(Raw records)
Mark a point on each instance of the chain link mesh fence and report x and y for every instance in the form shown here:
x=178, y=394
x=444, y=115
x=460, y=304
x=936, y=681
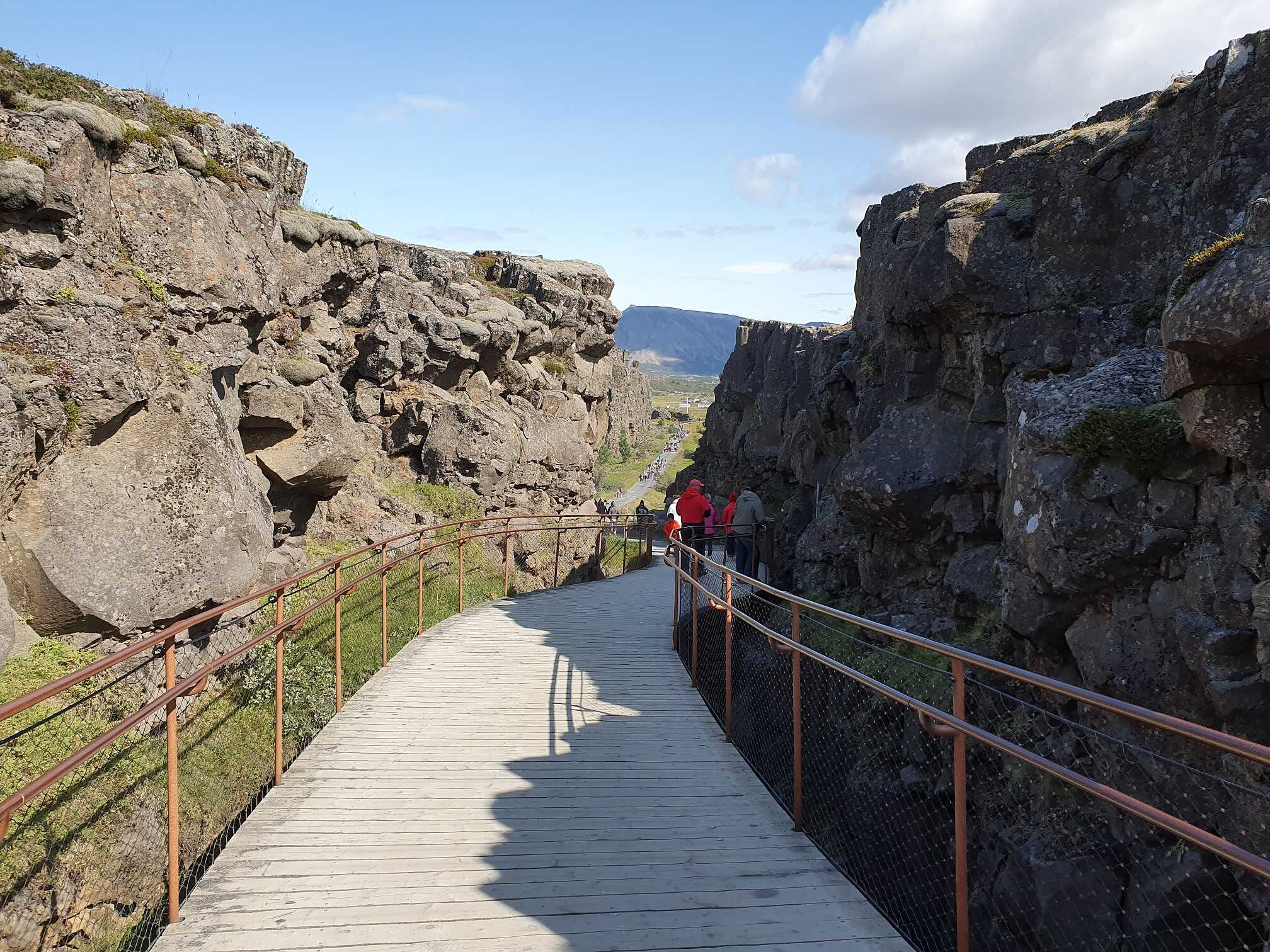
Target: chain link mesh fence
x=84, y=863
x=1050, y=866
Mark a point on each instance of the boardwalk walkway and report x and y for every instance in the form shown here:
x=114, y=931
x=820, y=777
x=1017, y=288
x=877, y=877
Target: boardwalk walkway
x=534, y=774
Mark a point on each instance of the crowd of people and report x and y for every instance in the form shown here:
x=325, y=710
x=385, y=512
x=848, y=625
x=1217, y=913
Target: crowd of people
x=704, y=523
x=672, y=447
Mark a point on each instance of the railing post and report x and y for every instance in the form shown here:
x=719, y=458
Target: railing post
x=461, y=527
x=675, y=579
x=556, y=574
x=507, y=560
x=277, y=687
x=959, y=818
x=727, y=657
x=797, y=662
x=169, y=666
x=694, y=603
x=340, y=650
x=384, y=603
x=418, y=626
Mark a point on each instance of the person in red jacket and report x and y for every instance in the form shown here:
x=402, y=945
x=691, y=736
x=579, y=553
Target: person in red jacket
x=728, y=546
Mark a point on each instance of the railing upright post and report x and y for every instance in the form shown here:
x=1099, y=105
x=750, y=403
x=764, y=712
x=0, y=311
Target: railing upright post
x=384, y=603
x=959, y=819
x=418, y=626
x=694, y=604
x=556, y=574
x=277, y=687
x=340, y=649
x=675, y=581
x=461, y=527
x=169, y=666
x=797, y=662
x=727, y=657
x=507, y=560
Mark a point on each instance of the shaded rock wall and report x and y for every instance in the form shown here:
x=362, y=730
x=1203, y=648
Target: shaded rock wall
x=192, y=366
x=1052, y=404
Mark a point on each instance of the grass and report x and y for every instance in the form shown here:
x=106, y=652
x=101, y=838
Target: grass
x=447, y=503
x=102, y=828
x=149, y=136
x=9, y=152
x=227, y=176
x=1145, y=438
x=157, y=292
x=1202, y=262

==

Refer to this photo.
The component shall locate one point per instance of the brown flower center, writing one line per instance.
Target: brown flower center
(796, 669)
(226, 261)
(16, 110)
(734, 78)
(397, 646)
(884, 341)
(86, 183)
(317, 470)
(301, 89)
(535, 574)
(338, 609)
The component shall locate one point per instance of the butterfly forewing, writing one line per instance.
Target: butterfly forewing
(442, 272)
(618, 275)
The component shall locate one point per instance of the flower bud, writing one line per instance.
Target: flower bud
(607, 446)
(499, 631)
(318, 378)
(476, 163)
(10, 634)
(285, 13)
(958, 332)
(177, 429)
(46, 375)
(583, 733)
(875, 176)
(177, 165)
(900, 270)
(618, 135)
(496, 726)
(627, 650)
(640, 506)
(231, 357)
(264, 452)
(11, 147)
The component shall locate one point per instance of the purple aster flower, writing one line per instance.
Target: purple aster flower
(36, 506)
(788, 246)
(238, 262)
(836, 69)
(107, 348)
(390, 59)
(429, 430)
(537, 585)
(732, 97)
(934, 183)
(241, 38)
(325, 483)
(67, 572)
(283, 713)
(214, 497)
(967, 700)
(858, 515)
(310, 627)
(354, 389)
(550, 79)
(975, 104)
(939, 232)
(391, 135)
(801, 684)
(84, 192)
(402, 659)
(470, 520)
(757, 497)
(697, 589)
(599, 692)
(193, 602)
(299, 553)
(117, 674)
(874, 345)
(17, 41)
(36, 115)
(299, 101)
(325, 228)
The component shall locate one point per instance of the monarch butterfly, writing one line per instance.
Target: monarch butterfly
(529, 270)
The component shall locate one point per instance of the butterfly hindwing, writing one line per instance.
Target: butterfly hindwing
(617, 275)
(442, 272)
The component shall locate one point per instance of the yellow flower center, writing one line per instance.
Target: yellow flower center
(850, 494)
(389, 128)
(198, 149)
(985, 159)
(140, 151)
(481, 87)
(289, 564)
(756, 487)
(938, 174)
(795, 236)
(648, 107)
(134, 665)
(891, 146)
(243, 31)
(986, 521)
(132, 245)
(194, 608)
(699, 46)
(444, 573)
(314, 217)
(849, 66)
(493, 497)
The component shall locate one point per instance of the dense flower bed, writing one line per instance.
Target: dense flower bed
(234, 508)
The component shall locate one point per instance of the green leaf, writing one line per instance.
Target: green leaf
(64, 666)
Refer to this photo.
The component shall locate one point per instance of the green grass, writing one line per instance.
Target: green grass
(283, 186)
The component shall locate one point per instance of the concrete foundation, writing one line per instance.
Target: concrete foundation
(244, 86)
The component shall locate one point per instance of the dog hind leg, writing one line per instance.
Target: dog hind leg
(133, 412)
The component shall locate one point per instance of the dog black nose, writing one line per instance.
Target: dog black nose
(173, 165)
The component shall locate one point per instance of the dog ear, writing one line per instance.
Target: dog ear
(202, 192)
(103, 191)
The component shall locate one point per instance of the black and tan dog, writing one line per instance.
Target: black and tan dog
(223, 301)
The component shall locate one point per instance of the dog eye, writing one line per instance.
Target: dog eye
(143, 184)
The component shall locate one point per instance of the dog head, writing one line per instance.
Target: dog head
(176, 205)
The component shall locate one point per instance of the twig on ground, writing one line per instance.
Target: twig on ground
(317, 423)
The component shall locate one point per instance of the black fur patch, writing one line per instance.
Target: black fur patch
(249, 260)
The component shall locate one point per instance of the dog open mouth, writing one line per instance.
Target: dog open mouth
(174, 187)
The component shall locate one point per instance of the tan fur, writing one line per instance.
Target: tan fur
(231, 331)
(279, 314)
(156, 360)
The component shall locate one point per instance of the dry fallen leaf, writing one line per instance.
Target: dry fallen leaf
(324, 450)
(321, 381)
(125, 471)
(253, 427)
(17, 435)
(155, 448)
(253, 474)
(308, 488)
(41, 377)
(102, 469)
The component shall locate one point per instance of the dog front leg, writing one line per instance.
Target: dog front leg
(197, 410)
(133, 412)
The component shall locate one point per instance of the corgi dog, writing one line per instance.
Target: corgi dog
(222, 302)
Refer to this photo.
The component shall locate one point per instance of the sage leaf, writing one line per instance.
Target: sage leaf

--- EXERCISE DETAILS ---
Arrange the data from the line containing "Mark a point on each instance of the chain" up to and including the line containing "x=672, y=447" as a JSON list of strings, one string per line, with blank lines skipped. Leave the pictures out of the answer.

--- RESULT FOR THIS TASK ---
[
  "Mark a point on each instance of the chain link mesh fence and report x and y for every instance in the form shown here:",
  "x=178, y=394",
  "x=444, y=115",
  "x=460, y=304",
  "x=936, y=681",
  "Target: chain link mesh fence",
  "x=84, y=863",
  "x=1050, y=866",
  "Mark a point on each instance of the boardwalk walkway and report x and y for every instance in the form shown here:",
  "x=114, y=931",
  "x=820, y=777",
  "x=1017, y=288",
  "x=877, y=877",
  "Target: boardwalk walkway",
  "x=534, y=774",
  "Mark a point on each instance of the crowd of people and report x and y for every instance in the form shown here:",
  "x=325, y=710",
  "x=385, y=512",
  "x=848, y=625",
  "x=1217, y=913",
  "Target: crowd of people",
  "x=704, y=523",
  "x=672, y=447"
]